Subfeature Hierarchy
Following Sequence Ontology and GFF conventions, SeqFeatures can have subfeatures (children) representing a hierarchical structure, for example genes beget transcripts which beget exons.
Child SeqFeature objects may have more than one parent, for example, shared exons between alternate transcripts. In which case, only one exon SeqFeature object is generated, but is added to both transcript objects.
- add_SeqFeature($feature1, ...)
- add_segment($feature1, ...)
-
Pass one or more SeqFeature objects to be associated as children.
- get_SeqFeatures
- get_all_SeqFeatures
- segments
-
Returns an array of all sub SeqFeature objects.
Range Methods
These are range methods for comparing one SeqFeature object to another. They are analogous to Bio::RangeI methods.
They currently do not support strand checks or strand options.
- length
-
Returns the length of the SeqFeature object.
- overlaps($other)
-
Returns a boolean value whether the $other SeqFeature object overlaps with the self object.
- contains($other)
-
Returns a boolean value whether the self object completely contains the $other SeqFeature object.
- equals($other)
-
Returns a boolean value whether the self object coordinates are equivalent to the $other SeqFeature object.
- intersection($other)
-
Returns a new SeqFeature object representing the intersection or overlap area between the $self object and the $other SeqFeature object.
- union($other)
-
Returns a new SeqFeature object representing the merged interval between the $self and $other SeqFeature objects.
- subtract($other)
-
Returns a new SeqFeature object representing the interval of the $self object after subtracting the $other SeqFeature object.
Export Strings
These methods export the SeqFeature object as a text string in the specified format. New line characters are included.
- gff_string($recurse)
-
Exports the SeqFeature object as a GFF3 formatted string. Pass a boolean value if you wish to recurse through the hierarchy and print subfeatures as a multi-line string. Child-Parent ID attributes are smartly handled, including multiple parentage.
Currently no support is available for other GFF formats.
- bed_string
-
Exports the SeqFeature object as a BED6 formatted string. Currently no support is available for recursive printing or BED12 formats.
LIMITATIONS
Because of their underlying array structure, Bio::ToolBox::SeqFeature objects should generally not be used as a base class (unless you know the ramifications of doing so). The following Bio classes and Interfaces are similar and their API was used as a model. However, in most cases they are not likely to work with this module because of object structure incompatibility, although this has not been explicitly tested.
- Bio::AnnotationI
- Bio::LocationI
- Bio::RangeI
- Bio::SeqI
- Bio::Tools::GFF
- Bio::DB::SeqFeature::Store
- Bio::Graphics
AUTHOR
Timothy J. Parnell, PhD
Huntsman Cancer Institute
University of Utah
Salt Lake City, UT, 84112
This package is free software; you can redistribute it and/or modify it under the terms of the Artistic License 2.0.

____________________

Using the SeqFeature documentation, mark each statement yes or no, and quote the words that settle it: 1. A shared exon between alternate transcripts gets a separate SeqFeature object for each transcript. 2. The range methods can check strand. 3. The bed_string method exports a BED6 formatted string.

▸ Dataset excerpts
____________________

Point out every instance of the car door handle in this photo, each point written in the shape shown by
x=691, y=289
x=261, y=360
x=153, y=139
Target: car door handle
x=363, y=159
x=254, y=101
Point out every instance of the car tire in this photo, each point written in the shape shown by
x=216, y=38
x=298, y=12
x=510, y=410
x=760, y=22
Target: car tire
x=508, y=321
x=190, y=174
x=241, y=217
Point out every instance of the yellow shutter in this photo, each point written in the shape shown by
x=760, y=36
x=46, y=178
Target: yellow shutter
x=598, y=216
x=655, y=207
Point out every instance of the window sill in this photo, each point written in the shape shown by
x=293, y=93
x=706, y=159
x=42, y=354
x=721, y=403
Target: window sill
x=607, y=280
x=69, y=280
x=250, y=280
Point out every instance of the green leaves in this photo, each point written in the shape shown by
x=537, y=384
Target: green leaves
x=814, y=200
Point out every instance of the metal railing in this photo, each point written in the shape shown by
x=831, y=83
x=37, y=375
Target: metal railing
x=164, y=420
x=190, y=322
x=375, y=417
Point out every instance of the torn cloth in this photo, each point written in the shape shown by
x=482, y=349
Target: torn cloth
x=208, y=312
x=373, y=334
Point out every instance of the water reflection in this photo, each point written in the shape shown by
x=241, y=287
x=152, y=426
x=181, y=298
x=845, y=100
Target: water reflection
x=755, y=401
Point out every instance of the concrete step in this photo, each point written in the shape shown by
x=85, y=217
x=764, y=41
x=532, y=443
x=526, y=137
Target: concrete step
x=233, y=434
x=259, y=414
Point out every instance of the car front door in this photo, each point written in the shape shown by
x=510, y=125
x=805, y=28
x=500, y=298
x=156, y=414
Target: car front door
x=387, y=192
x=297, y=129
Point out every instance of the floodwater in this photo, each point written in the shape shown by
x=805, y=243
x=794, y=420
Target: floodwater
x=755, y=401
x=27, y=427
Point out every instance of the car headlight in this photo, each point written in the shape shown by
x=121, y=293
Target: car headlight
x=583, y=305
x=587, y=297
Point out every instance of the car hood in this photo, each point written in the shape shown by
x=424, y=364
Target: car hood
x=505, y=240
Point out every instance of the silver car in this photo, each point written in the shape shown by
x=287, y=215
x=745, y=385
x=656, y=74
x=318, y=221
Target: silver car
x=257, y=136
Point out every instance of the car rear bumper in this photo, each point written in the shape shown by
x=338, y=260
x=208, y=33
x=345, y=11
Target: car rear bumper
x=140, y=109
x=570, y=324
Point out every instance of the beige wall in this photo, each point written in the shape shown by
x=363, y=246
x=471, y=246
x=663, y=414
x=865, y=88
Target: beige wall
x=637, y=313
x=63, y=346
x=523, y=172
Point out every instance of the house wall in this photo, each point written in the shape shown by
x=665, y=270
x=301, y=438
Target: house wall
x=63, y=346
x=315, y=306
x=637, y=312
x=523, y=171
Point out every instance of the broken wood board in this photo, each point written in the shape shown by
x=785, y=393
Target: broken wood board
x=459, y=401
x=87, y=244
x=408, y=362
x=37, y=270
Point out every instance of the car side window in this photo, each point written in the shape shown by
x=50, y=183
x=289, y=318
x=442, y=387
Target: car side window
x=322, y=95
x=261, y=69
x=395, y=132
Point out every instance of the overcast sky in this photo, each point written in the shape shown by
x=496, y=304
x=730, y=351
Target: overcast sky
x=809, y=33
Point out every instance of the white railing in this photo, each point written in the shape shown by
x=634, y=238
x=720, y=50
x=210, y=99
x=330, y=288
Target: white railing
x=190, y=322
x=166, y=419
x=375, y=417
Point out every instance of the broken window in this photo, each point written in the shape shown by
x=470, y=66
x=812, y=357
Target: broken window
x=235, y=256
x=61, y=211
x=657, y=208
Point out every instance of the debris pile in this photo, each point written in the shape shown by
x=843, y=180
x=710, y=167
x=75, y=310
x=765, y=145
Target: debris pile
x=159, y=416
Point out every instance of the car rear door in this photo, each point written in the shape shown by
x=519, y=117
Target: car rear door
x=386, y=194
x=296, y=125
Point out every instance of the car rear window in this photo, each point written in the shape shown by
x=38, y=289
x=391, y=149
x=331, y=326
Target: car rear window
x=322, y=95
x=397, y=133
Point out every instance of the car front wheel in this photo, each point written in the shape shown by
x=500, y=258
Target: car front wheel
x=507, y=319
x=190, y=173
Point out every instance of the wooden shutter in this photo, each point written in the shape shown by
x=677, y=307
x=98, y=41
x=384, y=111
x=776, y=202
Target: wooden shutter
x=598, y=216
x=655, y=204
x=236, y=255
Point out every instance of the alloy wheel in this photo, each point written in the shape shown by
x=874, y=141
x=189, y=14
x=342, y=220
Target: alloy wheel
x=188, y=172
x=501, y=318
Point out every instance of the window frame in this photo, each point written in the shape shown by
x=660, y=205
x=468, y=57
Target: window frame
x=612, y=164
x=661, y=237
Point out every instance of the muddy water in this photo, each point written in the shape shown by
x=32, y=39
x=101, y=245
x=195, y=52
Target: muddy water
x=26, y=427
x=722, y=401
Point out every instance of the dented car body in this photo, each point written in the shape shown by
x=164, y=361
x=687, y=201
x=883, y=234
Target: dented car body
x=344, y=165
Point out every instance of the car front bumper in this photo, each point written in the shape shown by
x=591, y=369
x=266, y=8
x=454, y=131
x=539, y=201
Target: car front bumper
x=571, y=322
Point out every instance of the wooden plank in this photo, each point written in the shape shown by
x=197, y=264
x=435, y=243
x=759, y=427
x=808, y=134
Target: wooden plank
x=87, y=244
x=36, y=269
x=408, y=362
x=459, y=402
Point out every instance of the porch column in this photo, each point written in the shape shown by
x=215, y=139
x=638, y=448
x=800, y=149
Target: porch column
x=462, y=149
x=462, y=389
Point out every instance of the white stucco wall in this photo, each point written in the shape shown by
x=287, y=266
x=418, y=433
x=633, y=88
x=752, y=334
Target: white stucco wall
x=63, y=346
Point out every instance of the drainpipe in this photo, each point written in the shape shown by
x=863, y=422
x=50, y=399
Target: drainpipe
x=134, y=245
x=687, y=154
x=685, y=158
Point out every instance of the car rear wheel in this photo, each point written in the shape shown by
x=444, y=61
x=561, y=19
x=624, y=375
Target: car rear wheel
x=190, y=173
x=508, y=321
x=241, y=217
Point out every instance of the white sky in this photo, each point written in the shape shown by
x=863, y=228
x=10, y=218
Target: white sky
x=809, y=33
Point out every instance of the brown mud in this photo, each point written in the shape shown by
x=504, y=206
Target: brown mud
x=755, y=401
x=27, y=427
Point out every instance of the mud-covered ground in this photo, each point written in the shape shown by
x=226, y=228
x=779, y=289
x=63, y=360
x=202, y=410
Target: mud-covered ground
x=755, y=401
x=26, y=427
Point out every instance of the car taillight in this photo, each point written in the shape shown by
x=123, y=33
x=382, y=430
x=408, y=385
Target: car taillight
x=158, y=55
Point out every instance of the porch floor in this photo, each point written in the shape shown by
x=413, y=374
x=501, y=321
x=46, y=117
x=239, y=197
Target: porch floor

____________________

▸ Written answer
1. No: "only one exon SeqFeature object is generated, but is added to both transcript objects."
2. No: "They currently do not support strand checks or strand options."
3. Yes: "Exports the SeqFeature object as a BED6 formatted string."